───── Quoted text ─────
Let’s provide more context on some of the concepts mentioned:

  • Quantitative data: refers to metrics that you can count, objectively. For instance: pageviews, user interaction events in your website (page loading, a link clicked, a bounce, etc.), number of users navigating to specific sections of your site, number of products sold.
  • Qualitative data: helps analysts identify the reason(s) behind changes, trends, etc. and aims to ask the audience directly about things that quantitative data can only suggest. Examples are heatmaps, consumer surveys, user reviews and ratings, and live chat feedback. All of these methods help us to understand the user experience. It’s notoriously more labour intensive to analyse this kind of data, but it is increasingly valuable.

However, collecting all users’ digital interactions (quantitative data) consistently throughout all our webs and apps is not a simple process. Following, some common challenges:

  • User switching between devices: a difficult challenge comes when a user starts a conversion process on mobile but ends up buying the product on a desktop.
  • Multi-channel engagement: when the user interacts with more than one channel before buying your product (for instance, clicks on an online ad from Facebook, also clicks on another of your ads included in an online banner of a publisher, and finally engages with a newsletter that you have sent before buying), which channel should you attribute the sale to (Facebook, the publisher, email)? Where should the marketing budget go?
  • Offline and online worlds: how to know when online advertising is driving offline sales or vice versa? 

The right Digital Analytics strategy provides answers to all these questions. In this article, we are providing a general idea of how to get started with a Digital Analytics data strategy within your company. So, please continue reading. 

How to establish the foundations of a Digital Data Strategy in my business?
───── Data listing ─────
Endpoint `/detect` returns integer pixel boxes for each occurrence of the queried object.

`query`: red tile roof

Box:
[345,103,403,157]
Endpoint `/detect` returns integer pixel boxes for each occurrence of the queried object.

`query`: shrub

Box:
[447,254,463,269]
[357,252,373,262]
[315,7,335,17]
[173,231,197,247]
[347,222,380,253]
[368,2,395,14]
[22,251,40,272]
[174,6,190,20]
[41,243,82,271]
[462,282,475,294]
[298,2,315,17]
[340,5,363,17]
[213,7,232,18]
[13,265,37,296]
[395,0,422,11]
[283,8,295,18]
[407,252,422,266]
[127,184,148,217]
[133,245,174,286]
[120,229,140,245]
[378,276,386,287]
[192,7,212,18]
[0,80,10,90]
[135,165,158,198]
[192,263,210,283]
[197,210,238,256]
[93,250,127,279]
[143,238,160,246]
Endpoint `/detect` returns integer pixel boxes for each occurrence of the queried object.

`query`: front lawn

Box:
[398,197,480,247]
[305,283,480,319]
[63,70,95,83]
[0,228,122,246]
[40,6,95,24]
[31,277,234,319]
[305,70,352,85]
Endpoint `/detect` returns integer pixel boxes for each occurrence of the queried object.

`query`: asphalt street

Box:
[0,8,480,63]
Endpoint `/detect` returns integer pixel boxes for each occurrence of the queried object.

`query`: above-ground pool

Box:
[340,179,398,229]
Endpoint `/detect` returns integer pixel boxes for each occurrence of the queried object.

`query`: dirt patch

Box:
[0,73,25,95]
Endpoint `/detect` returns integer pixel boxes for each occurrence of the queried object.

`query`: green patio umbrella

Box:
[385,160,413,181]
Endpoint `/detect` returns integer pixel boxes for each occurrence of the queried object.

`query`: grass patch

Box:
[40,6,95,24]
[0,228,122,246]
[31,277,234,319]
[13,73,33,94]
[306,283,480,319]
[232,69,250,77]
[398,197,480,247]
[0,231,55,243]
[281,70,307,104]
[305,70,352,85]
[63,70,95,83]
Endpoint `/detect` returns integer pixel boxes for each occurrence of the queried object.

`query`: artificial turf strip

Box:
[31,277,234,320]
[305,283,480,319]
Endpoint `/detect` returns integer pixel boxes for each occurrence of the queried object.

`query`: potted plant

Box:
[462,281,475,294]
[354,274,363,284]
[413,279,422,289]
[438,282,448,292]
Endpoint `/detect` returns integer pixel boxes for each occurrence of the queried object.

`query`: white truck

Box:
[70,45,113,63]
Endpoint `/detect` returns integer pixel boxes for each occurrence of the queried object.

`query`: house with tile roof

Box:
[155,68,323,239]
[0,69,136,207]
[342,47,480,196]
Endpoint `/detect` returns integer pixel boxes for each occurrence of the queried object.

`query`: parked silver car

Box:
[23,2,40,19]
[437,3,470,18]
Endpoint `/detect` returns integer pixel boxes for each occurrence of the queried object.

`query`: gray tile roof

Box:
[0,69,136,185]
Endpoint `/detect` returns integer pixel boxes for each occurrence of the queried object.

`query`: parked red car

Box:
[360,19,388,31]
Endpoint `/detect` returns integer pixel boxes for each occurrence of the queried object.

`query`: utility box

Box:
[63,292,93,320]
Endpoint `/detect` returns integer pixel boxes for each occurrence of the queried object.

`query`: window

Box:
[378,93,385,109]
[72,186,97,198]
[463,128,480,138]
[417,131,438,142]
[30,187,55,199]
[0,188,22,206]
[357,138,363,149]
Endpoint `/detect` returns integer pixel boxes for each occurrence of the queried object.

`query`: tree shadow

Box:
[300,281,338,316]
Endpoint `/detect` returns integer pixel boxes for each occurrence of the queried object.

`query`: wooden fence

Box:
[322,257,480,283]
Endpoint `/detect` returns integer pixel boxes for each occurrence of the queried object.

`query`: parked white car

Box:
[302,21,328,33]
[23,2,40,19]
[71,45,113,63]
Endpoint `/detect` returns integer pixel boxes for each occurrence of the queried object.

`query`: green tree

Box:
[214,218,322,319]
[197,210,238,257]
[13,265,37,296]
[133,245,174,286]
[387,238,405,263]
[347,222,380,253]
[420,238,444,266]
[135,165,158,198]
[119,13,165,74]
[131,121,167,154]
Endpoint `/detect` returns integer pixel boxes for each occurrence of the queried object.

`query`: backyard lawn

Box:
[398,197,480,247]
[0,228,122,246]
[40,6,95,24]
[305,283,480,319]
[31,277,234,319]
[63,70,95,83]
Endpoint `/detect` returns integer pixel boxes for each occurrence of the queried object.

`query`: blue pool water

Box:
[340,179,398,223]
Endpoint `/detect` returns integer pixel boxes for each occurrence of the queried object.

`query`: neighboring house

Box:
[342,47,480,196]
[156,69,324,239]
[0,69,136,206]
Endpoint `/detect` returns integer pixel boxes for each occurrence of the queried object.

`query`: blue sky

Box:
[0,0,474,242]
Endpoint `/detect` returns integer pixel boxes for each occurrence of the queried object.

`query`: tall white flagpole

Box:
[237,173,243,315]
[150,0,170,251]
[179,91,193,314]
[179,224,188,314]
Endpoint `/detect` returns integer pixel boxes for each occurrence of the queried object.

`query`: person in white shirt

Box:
─────
- Work to do -
A. In the digital analytics text, rewrite the paragraph that begins "Qualitative data: helps analysts" as a short bulleted list that keeps its main facts.
B. Name every common challenge of collecting quantitative data that the digital analytics text lists.
C. Reproduce the digital analytics text word for word, beginning at the words "However, collecting all" and stopping after the words "or vice versa?".

- Answers below -
A.
- Qualitative data helps analysts find the reasons behind changes and trends.
- It asks the audience directly about things that quantitative data can only suggest.
- Examples include heatmaps, consumer surveys, user reviews and ratings, and live chat feedback.
- These methods help us understand the user experience.
- This data is notoriously more labor intensive to analyze, but it is increasingly valuable.

B.
- User switching between devices
- Multi-channel engagement
- Offline and online worlds

C.
However, collecting all users’ digital interactions (quantitative data) consistently throughout all our webs and apps is not a simple process. Following, some common challenges:

  • User switching between devices: a difficult challenge comes when a user starts a conversion process on mobile but ends up buying the product on a desktop.
  • Multi-channel engagement: when the user interacts with more than one channel before buying your product (for instance, clicks on an online ad from Facebook, also clicks on another of your ads included in an online banner of a publisher, and finally engages with a newsletter that you have sent before buying), which channel should you attribute the sale to (Facebook, the publisher, email)? Where should the marketing budget go?
  • Offline and online worlds: how to know when online advertising is driving offline sales or vice versa?